Return verbatim the run of lines that opens with the line holding "of the denim" and closes with the last line of the records.

[Position annotation records]
** start **
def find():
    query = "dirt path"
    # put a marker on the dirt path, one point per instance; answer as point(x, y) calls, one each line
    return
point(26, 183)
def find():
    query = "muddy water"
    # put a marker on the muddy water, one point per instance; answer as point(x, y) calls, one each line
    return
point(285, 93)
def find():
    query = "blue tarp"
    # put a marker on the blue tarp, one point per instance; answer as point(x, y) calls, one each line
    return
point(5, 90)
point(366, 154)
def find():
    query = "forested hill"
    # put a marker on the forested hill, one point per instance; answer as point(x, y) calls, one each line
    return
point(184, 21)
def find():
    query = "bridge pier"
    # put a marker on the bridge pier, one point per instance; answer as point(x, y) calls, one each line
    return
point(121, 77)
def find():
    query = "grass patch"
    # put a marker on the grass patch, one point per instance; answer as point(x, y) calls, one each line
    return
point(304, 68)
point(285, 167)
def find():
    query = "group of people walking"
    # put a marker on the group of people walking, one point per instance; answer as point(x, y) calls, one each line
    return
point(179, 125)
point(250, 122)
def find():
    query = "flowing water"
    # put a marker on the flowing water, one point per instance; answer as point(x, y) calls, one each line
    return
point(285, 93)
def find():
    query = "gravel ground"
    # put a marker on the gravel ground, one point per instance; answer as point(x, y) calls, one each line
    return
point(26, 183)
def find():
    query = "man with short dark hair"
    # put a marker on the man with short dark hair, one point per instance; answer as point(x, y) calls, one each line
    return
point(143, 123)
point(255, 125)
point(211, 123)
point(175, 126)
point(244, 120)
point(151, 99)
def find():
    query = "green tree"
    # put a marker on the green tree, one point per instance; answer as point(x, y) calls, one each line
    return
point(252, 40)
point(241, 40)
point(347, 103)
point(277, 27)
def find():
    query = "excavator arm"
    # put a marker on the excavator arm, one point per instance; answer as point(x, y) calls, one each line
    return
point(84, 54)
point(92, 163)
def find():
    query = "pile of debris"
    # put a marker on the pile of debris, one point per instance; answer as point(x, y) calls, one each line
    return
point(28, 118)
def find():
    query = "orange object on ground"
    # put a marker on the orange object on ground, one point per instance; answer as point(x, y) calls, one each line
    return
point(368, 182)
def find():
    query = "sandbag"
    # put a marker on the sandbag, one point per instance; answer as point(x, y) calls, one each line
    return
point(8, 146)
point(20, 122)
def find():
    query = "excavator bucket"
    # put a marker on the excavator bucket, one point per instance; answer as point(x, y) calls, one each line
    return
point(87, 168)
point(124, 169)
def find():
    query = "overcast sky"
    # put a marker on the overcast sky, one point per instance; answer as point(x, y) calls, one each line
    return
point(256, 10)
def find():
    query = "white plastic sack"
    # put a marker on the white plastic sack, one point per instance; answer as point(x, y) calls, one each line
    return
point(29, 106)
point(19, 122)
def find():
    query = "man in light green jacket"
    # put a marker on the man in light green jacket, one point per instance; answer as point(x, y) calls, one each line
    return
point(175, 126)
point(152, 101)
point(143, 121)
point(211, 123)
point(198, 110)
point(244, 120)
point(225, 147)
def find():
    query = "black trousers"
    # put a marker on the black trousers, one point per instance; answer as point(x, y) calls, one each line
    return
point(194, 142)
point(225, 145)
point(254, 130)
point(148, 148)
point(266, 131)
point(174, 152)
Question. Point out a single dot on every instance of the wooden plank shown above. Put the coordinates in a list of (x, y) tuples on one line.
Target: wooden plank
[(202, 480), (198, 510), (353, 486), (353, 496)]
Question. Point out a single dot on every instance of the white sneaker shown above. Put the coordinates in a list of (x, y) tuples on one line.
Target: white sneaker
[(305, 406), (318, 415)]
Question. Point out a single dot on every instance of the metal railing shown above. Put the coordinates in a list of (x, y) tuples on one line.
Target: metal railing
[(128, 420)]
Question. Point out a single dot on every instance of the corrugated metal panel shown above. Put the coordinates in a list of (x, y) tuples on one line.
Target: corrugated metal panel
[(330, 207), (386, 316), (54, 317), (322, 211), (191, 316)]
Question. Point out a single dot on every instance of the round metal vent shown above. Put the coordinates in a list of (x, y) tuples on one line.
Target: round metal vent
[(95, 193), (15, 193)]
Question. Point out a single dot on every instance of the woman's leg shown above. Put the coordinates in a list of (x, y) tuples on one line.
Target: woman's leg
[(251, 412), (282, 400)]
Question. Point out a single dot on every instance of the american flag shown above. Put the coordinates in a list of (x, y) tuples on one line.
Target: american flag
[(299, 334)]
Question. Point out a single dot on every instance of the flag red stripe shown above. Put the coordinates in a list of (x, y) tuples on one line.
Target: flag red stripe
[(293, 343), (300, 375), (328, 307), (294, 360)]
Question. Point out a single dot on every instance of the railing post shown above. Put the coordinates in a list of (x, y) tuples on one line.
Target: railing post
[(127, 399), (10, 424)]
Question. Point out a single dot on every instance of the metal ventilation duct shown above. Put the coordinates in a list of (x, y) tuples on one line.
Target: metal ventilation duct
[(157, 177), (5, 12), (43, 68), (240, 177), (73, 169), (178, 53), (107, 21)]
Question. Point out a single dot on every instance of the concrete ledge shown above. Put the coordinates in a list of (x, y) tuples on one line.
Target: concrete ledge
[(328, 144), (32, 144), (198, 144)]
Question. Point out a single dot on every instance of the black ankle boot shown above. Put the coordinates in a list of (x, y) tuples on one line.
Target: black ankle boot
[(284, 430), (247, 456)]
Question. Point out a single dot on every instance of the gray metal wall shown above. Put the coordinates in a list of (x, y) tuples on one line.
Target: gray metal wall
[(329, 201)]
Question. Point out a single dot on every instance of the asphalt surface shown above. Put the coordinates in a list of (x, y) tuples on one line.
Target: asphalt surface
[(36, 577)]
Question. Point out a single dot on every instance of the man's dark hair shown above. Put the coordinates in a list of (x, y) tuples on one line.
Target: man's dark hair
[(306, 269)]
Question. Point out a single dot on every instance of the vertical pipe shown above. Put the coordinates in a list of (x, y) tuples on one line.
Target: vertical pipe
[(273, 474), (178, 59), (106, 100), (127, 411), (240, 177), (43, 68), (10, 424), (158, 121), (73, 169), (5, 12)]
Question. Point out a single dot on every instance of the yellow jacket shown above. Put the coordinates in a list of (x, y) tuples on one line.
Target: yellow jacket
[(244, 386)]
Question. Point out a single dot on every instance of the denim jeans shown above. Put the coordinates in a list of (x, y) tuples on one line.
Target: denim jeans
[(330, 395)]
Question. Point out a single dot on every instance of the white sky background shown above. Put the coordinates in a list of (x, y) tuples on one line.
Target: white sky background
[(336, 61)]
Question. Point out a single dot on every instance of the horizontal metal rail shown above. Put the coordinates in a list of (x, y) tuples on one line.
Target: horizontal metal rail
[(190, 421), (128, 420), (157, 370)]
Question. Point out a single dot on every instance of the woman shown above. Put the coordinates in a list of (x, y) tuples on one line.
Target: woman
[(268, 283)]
** end **
RESULT OF THE TASK:
Question. Point out a single dot on every instance of the denim jeans shown above. Put the coordinates in a list of (x, y) tuples on one line.
Target: denim jeans
[(330, 395)]
Question. Point out a single dot on every instance of the white sky background shown above. Put the coordinates in a list of (x, y) tuples on one line.
Target: white sky background
[(336, 61)]
Question. Point out a single dot on every instance of the horizontal metal rail shown above. Put the coordinates in a list of (x, y) tuples on one line.
Target: horizontal metal rail
[(190, 421), (128, 420), (157, 370)]
Question. Point out a single dot on every instance of the woman shown above. Put the coordinates in a list of (x, y) tuples on one line.
Target: woman
[(268, 283)]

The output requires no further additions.